**Article:**
>>>

Miss S Akinbolu (instructed by Thompson & Co) appeared on behalf of the Claimant
Mr D Manknell (instructed by the Treasury Solicitor) appeared on behalf of the Defendant

____________________

HTML VERSION OF JUDGMENT
____________________

Crown Copyright ©

  1. LORD JUSTICE SEDLEY: The claimant's wife and children were granted indefinite leave to remain as refugees by a decision of the Immigration Appeal Tribunal in April 1999. On a date which he has put at June 1999, but which the Home Office has never been able to verify, the claimant entered the United Kingdom and claimed first asylum and then leave to remain as the spouse of a person with indefinite leave to remain. He has remained here ever since in circumstances to which I shall come.
  2. Permission to make this application for judicial review was granted by Collins J in these terms:
  3. "If the claimant's family have been granted refugee status, the Refugee Convention should give a right to him to be allowed to remain and it would arguably be disproportionate to remove him . . . It is unfortunate that there is no acknowledgment of service. I must accordingly grant permission, but if the statements made in paragraph 2 of the grounds are inaccurate, the defendant may apply to set aside permission notwithstanding the rules on the basis of abuse of process."
  4. The grounds to which Collins J refers begin as follows:
  5. "(1) The appellant is a national of Pakistan. He entered the UK and requested to be recognised as a refugee on 29th October 1999."

    There follows in the remainder of that paragraph a history of the application, concluding with the adverse decision of the IAT, to which again I will come. The grounds then continue:

    "(2) The applicant's wife and three children were in the UK before the applicant himself arrived and were granted refugee status on appeal."

<<<

**Stated goal A:**
Repeat the stretch of the judgment from "HTML VERSION OF" through "I shall come.", switching "Home Office" to "Secretary of State".

**Records shown:**

>>>

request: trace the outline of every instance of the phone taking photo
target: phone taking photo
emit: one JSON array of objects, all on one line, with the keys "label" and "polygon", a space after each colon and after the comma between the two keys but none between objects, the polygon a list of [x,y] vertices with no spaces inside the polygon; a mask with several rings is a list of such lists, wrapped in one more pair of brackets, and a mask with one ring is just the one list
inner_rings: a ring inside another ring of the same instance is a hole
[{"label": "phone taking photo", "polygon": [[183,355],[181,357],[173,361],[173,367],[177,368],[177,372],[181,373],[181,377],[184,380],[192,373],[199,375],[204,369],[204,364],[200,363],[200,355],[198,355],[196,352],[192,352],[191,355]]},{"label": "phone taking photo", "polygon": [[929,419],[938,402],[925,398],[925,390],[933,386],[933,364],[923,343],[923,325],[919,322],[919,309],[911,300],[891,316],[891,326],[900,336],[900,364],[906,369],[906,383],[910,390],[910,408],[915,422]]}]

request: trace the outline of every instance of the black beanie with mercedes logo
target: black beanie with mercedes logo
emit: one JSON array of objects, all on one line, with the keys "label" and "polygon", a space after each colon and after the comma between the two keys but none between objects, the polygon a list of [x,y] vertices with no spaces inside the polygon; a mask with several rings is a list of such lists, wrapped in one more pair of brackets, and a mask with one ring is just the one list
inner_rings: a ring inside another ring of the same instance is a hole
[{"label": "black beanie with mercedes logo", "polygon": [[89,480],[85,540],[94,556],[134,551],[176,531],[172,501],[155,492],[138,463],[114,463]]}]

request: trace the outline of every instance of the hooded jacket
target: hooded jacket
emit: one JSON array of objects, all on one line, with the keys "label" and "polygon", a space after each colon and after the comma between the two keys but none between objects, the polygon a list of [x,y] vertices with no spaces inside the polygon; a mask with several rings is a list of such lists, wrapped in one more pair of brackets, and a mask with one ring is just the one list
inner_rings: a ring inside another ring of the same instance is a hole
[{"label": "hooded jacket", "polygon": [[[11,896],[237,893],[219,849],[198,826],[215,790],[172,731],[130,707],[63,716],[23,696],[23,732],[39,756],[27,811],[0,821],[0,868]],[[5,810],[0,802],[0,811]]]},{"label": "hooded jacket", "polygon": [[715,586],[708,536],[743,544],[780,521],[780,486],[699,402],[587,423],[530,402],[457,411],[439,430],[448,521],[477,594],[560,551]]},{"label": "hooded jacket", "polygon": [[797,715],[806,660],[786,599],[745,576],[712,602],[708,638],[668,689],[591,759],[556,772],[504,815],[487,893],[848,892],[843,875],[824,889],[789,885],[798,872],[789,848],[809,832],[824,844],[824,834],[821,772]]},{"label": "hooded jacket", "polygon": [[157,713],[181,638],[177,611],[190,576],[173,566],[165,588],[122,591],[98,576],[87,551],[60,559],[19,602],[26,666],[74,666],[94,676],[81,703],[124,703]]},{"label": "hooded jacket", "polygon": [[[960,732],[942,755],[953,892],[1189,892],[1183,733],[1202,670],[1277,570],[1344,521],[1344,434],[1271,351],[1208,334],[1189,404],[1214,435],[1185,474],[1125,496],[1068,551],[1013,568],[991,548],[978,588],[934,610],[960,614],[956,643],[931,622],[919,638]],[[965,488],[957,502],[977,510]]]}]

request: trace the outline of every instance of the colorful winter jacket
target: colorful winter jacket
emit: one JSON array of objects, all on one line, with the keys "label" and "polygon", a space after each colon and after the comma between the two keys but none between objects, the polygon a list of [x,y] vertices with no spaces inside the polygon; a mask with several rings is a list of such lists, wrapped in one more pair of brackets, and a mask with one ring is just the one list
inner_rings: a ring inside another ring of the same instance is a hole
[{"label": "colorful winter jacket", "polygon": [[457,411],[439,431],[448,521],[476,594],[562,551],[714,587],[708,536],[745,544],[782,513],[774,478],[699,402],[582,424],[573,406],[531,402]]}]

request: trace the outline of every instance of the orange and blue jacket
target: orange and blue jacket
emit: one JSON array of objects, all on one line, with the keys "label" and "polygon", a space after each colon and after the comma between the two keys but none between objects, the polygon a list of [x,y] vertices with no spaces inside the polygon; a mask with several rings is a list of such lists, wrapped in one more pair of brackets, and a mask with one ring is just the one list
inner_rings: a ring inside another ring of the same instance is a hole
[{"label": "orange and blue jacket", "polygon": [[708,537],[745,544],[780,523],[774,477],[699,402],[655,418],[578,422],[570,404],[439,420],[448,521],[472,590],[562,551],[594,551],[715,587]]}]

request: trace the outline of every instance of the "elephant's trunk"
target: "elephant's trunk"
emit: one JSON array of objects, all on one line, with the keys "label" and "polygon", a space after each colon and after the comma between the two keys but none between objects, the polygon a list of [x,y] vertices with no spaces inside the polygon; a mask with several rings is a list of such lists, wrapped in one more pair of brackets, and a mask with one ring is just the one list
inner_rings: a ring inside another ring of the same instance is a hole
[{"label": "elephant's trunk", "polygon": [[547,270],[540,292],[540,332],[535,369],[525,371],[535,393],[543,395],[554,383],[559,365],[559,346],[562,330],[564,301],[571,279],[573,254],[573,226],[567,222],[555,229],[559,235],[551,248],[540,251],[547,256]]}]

<<<

**Stated goal B:**
Convert the stretch of the listing from its start through the line containing "target: phone taking photo" into a numbered list, leaving out blank lines.

**Correct response A:**
HTML VERSION OF JUDGMENT
____________________

Crown Copyright ©

  1. LORD JUSTICE SEDLEY: The claimant's wife and children were granted indefinite leave to remain as refugees by a decision of the Immigration Appeal Tribunal in April 1999. On a date which he has put at June 1999, but which the Secretary of State has never been able to verify, the claimant entered the United Kingdom and claimed first asylum and then leave to remain as the spouse of a person with indefinite leave to remain. He has remained here ever since in circumstances to which I shall come.

**Correct response B:**
1. request: trace the outline of every instance of the phone taking photo
2. target: phone taking photo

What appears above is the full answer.